Copy each line of the following data that contains "chrome".

*Material supplied:*
--- START ---
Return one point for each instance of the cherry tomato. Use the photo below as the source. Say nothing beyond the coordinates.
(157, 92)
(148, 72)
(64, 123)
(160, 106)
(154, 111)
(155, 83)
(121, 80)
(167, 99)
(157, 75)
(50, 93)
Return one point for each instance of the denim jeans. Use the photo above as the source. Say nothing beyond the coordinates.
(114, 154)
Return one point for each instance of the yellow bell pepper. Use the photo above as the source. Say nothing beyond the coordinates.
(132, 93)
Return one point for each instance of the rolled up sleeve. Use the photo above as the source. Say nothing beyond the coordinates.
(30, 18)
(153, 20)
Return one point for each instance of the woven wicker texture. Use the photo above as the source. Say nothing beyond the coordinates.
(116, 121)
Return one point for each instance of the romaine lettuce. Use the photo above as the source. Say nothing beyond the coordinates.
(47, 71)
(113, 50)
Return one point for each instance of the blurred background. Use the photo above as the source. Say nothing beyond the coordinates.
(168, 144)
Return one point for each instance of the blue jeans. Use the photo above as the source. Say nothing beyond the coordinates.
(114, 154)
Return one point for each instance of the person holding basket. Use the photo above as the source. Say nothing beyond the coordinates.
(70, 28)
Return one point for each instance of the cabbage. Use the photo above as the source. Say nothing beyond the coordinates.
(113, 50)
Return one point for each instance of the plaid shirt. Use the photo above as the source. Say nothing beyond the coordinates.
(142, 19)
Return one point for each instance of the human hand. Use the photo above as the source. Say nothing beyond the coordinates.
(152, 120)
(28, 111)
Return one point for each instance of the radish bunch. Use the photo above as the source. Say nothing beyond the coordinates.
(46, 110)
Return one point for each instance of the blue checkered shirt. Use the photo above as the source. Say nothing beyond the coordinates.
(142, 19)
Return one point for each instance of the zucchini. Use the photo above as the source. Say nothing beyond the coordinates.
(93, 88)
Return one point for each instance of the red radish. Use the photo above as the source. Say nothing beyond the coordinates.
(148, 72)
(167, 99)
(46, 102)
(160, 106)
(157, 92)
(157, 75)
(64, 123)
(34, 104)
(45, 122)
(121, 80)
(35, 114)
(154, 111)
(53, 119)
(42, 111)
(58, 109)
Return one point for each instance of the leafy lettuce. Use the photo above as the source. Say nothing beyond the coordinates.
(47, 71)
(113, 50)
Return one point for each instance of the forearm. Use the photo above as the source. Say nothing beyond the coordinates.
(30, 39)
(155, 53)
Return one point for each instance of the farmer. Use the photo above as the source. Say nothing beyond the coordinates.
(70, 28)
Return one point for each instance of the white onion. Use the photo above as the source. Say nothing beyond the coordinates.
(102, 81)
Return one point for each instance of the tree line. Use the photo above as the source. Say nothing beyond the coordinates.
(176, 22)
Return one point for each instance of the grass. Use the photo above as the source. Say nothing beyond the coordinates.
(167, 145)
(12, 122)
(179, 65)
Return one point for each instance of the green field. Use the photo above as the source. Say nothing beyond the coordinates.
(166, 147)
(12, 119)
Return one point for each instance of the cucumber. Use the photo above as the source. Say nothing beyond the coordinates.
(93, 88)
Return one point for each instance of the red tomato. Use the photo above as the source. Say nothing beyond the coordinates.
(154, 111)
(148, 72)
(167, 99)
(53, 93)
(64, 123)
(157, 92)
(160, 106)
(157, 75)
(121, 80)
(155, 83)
--- END ---
--- START ---
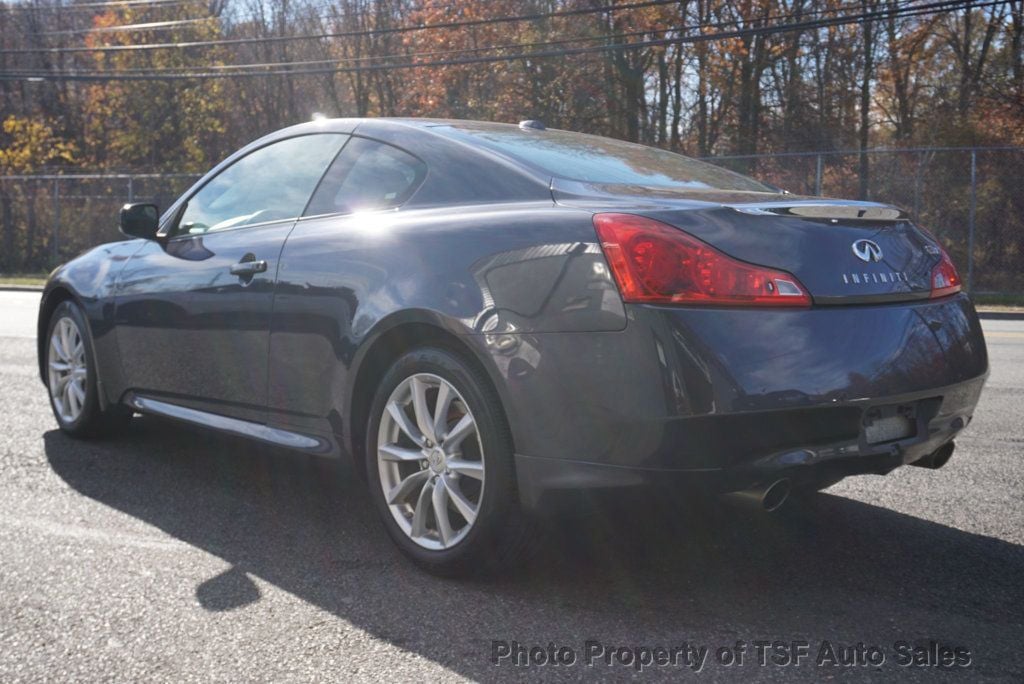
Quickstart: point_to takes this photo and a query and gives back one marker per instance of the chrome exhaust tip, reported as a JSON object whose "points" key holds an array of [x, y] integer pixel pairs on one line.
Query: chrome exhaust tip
--- END ---
*Solution below:*
Quickstart: point_to takes this photo and a query and gives back one marker per instance of the chrome exhaust tip, reported as a JSON object whose "points" key holds an array of [x, y] integer pixel pairs on one line.
Query: chrome exhaust tip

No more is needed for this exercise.